TASK ITEM:
All records must be restated word for word.

EXTRACTED RECORDS:
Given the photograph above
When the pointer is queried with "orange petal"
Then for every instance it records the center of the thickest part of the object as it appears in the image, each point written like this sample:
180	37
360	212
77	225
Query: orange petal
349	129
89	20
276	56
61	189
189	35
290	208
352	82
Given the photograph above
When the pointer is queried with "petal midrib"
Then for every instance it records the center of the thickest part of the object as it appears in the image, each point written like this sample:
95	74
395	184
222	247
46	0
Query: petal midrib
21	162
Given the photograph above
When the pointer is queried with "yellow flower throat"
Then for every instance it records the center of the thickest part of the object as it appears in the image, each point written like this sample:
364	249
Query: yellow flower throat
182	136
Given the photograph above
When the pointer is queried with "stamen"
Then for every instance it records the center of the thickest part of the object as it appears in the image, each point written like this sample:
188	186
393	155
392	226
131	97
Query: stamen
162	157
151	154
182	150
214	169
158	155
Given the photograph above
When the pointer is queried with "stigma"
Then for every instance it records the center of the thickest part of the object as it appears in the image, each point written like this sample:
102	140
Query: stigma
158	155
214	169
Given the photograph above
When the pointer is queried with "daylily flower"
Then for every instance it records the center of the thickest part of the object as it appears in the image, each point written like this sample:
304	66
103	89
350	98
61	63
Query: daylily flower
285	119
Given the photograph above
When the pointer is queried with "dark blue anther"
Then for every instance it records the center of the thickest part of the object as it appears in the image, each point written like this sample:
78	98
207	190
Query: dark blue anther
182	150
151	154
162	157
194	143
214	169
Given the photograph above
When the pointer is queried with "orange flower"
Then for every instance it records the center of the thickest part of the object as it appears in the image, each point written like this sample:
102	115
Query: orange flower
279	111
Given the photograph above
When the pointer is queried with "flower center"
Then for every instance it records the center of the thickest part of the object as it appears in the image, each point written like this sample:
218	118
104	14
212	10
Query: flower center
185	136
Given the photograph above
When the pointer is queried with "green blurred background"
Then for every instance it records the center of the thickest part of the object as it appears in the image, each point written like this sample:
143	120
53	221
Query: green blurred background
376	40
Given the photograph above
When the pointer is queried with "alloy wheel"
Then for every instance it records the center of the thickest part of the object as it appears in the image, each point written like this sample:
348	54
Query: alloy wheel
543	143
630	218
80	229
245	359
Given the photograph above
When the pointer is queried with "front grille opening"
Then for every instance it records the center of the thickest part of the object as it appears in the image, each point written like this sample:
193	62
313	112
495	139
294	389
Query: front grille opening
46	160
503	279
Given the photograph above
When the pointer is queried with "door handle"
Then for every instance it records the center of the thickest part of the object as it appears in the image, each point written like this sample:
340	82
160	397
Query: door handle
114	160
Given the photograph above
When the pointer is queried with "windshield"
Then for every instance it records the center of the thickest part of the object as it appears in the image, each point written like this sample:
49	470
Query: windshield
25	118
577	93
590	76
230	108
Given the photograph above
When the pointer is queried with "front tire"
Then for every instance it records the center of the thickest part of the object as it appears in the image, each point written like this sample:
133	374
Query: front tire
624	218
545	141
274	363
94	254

PROBLEM SOLUTION:
Given the photograph above
When the pointer is queried with "orange petal"
Then for every instance it records the center of the thickest part of the object as it appears in the image, each point written like this sample:
180	37
360	212
77	225
Query: orange petal
349	129
89	20
276	56
61	189
189	35
290	208
352	82
Given the photograph above
When the pointer is queried with "petal midrib"
Then for every instance it records the center of the thickest part of the object as it appears in the image, each point written like this sample:
95	74
395	184
222	247
46	0
Query: petal midrib
21	162
Given the photograph above
When the pointer is queried with "yellow flower throat"
Then for every instance it records the center of the thickest part of the object as it appears in the image, each point written like this sample:
364	249
Query: yellow flower throat
182	136
Given the photograph above
When the pointer is queried with "stamen"
Then for every instance it records the center of the thickest part of the object as it appears in the image, each point written like this sample:
188	186
393	155
392	226
131	97
Query: stamen
162	157
151	154
182	150
214	169
158	155
Given the photograph above
When the pointer is queried with "stigma"
Then for every instance it records the center of the thickest part of the object as it appears in the image, each point written like this sample:
102	140
Query: stigma
158	155
214	169
Given the photograph above
When the pointer is queried with "daylily flower"
Then for every instance it records the center of the thickest part of the object as it appears in the image, each point written like this sample:
304	66
103	89
350	98
61	63
Query: daylily flower
285	119
Given the photograph above
When the pointer is queried with "dark blue anther"
Then for every instance it records the center of the thickest part of the object as it appears in the image, each point written like this sample:
78	98
207	190
Query: dark blue anther
182	150
151	154
162	157
194	143
214	169
Given the photograph above
When the pointer is queried with "orange flower"
Then for every instance it records the center of the thickest part of the object as it appears in the image, each point written like this sample:
102	115
Query: orange flower
279	111
Given the photograph above
When the pointer is queried with "flower center"
Then for every instance it records the center of the thickest part of the object as it appears in the image, each point written like this sample:
218	118
104	14
212	10
Query: flower center
185	136
Given the photograph above
When the pointer is queried with "green blurred background"
Then for every instance it records the center of the thickest part of the object as it appears in the image, each point written like this sample:
143	120
53	221
Query: green blurred background
376	40
Given the photograph above
When the pointer is queried with "alloy wheel"
Then for every instance it records the center of the thickest part of the object as it appears in the image, each point written like this sample:
348	54
Query: alloy wheel
543	143
630	218
80	229
245	359
Given the photograph above
When the pointer is queried with "front grille opening"
Then for every instance it records the center of the thickest part of the object as it appears in the image, each point written like this sample:
193	62
313	112
495	139
294	389
Query: front grille opening
46	160
503	279
Given the photograph above
When the pointer is queried with "door handle"
Then for every instance it records the center of the thickest part of the object as it appears in the image, each point written like this sample:
340	82
160	397
Query: door handle
114	160
Given the photograph above
When the pointer is queried with "windshield"
Then for every instance it records the center of the thickest part of the object as it appears in the image, each point written like this sample:
49	470
Query: windshield
25	118
577	93
590	76
230	108
Given the photograph above
When the pointer is queried with "front tire"
Then for every instance it records the center of the thickest part of the object as it appears in the image, each point written like this sample:
133	374
Query: front tire
624	218
545	141
274	363
94	254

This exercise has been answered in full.